Region pointing data
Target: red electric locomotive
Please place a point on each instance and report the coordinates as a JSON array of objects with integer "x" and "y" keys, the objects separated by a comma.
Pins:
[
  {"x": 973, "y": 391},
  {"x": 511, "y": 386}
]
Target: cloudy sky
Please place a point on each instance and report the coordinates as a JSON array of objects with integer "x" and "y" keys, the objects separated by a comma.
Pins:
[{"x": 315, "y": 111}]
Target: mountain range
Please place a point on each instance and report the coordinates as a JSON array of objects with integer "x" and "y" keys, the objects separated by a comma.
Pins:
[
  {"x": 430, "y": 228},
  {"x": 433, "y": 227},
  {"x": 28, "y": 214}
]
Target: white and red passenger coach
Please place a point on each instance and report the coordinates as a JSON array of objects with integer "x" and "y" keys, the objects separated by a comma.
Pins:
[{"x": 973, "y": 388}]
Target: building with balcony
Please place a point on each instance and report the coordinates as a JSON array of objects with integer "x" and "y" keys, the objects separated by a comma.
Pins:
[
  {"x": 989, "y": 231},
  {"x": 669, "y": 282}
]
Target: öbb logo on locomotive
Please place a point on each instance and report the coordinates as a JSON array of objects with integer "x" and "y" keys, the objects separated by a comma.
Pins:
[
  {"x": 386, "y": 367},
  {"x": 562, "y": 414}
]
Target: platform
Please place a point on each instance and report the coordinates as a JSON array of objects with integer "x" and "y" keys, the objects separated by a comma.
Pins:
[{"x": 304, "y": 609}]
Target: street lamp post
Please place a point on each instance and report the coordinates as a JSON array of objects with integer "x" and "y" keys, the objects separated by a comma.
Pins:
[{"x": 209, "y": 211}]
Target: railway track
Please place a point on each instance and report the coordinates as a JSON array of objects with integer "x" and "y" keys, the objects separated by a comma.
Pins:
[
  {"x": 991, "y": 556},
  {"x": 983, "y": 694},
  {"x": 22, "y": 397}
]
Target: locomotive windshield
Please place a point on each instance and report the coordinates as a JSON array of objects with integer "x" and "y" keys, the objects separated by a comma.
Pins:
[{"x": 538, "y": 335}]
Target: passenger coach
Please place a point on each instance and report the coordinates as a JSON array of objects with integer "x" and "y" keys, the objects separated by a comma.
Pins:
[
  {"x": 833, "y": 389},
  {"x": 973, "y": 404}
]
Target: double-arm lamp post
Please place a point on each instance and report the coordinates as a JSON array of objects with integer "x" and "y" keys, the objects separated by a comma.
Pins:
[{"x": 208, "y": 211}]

TASK TO COMPLETE: Copy out all of the data exactly, leaving nothing out.

SOLUTION FOR THIS PROBLEM:
Target: red electric locomotive
Please place a point on each instance and report the coordinates as a JSON array of objects with integer "x" and "y" keys, the objects separated by a comma.
Pins:
[
  {"x": 973, "y": 391},
  {"x": 511, "y": 386}
]
Target: cloudy sky
Please place a point on each instance and report the coordinates as a JSON array of objects with integer "x" and "y" keys, the objects separated by a comma.
Pins:
[{"x": 315, "y": 111}]
Target: mountain range
Please place a point on each instance and report the coordinates as a JSON array of objects with integer "x" and "y" keys, the objects separated by a comma.
Pins:
[
  {"x": 430, "y": 228},
  {"x": 433, "y": 227},
  {"x": 28, "y": 214}
]
Target: white and red passenger coach
Please place a point on each instance and report the coordinates as a JSON array of objects with integer "x" and "y" keys, the objects separated by a comma.
Pins:
[{"x": 973, "y": 388}]
Target: building with balcony
Please place a point on each instance and report the coordinates as a JSON array of objects with integer "x" and "y" keys, the objects separated by a comma.
Pins:
[
  {"x": 989, "y": 231},
  {"x": 669, "y": 282}
]
Target: öbb logo on locomotive
Please place a point on each instance and report the coordinates as a JSON array of objects with integer "x" and "y" keys, the objects separated by a comma.
Pins:
[
  {"x": 386, "y": 367},
  {"x": 562, "y": 414}
]
Target: platform
Please place a point on each instance and report the coordinates as a JSON array of objects with integer "x" and "y" keys, the objects separated by a comma.
Pins:
[{"x": 304, "y": 609}]
Target: street lamp post
Please place a point on each instance and report the coordinates as a JSON array of objects with integer "x" and "y" keys, the objects separated by a comma.
Pins:
[{"x": 209, "y": 211}]
Target: railway track
Please place a point on each instance and report the coordinates as a JSON array of objects with integer "x" and "y" keys, the objects separated by a comma.
Pins:
[
  {"x": 991, "y": 556},
  {"x": 983, "y": 694},
  {"x": 22, "y": 397}
]
Target: locomotive windshield
Please place a point on each instance and report the coordinates as a JSON array of objects with integer "x" and "y" keys, the objects separated by a comma.
Pins:
[{"x": 538, "y": 335}]
Target: passenger coach
Please place a point on each instance and report the coordinates as a JSON array of objects with integer "x" and "y" keys, the objects separated by a comma.
Pins:
[
  {"x": 833, "y": 389},
  {"x": 973, "y": 404}
]
Target: double-arm lamp post
Please place a point on each instance and report the coordinates as a JSON array of objects with integer "x" and "y" keys, the objects separated by a comma.
Pins:
[{"x": 208, "y": 211}]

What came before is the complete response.